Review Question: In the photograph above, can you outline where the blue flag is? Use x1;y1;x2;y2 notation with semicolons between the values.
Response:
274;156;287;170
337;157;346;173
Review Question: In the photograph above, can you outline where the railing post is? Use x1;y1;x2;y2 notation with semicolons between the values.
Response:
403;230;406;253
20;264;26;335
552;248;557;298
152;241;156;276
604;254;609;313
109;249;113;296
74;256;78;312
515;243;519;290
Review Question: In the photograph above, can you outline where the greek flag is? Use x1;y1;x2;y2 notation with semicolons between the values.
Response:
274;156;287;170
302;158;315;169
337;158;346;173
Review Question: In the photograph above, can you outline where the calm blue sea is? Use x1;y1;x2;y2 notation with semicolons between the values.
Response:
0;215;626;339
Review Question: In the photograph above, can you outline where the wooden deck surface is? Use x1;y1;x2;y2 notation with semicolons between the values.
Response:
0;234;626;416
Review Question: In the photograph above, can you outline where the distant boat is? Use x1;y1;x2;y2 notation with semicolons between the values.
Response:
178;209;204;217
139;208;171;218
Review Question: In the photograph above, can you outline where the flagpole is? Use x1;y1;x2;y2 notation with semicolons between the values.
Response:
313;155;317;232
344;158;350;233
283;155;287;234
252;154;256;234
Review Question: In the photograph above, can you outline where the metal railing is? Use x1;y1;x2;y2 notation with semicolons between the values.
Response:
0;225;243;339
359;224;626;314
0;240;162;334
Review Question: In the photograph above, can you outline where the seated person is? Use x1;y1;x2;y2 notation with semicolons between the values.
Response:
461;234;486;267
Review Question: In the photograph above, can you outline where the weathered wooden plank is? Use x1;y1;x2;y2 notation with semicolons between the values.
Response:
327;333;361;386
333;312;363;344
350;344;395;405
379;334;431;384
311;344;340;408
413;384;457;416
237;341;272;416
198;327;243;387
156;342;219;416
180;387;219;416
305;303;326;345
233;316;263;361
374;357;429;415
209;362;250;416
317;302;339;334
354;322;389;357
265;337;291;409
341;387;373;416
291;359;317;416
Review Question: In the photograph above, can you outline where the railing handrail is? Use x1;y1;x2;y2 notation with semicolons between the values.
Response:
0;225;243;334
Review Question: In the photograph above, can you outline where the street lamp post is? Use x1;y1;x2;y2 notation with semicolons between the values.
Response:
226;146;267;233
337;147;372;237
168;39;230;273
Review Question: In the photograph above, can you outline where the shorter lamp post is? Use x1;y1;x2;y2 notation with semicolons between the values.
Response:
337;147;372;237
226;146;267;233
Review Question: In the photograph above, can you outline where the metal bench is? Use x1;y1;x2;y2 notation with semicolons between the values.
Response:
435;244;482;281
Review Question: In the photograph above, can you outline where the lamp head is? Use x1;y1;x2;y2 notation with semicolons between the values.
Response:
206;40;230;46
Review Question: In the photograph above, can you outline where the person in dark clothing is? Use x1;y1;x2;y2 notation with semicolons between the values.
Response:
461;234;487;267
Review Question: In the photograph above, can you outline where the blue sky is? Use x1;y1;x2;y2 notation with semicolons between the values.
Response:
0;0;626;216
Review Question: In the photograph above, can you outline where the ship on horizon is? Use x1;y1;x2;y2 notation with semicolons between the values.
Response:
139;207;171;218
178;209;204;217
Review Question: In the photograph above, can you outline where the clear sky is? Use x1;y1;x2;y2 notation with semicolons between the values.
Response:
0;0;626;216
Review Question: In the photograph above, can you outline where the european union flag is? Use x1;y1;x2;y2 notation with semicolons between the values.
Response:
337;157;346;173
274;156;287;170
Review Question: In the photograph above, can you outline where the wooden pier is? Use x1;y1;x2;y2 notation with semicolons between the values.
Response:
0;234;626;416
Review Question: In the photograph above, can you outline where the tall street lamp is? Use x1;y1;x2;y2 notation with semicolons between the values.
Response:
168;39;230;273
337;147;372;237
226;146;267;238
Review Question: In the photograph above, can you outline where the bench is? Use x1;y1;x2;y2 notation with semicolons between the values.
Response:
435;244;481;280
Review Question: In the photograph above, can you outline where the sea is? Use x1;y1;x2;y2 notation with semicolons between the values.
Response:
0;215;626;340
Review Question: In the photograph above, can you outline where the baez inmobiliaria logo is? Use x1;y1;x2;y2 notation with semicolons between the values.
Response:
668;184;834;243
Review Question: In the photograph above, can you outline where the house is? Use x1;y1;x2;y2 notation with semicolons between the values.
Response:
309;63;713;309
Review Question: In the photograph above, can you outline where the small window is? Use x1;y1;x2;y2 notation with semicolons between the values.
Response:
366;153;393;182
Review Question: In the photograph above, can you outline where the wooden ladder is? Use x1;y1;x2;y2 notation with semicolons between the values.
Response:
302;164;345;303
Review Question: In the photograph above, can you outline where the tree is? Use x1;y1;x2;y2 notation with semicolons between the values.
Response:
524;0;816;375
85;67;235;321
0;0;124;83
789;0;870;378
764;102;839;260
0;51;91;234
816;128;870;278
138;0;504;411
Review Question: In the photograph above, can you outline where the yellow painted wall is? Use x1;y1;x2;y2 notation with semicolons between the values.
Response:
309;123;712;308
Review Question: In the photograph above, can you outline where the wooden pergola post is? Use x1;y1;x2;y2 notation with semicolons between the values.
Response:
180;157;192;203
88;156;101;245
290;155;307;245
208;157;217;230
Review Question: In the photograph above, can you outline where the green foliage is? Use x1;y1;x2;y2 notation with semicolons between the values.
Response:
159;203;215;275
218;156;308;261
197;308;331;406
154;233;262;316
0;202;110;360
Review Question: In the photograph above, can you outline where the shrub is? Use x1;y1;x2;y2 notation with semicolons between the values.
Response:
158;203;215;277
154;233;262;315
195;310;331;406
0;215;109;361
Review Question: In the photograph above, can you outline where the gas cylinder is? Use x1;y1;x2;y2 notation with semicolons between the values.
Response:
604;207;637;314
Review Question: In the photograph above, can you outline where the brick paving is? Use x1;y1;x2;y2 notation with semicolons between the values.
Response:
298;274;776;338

» **Written request**: Copy out everything from the line with "where the baez" to the line with "668;184;834;243", item wording included, and shift every coordinate in the answers up by 89.

» **Task result**:
Review Question: In the photograph above, can you outline where the baez inmobiliaria logo is? Use x1;y1;x2;y2 notation with semicolons between the values.
Response:
757;273;923;332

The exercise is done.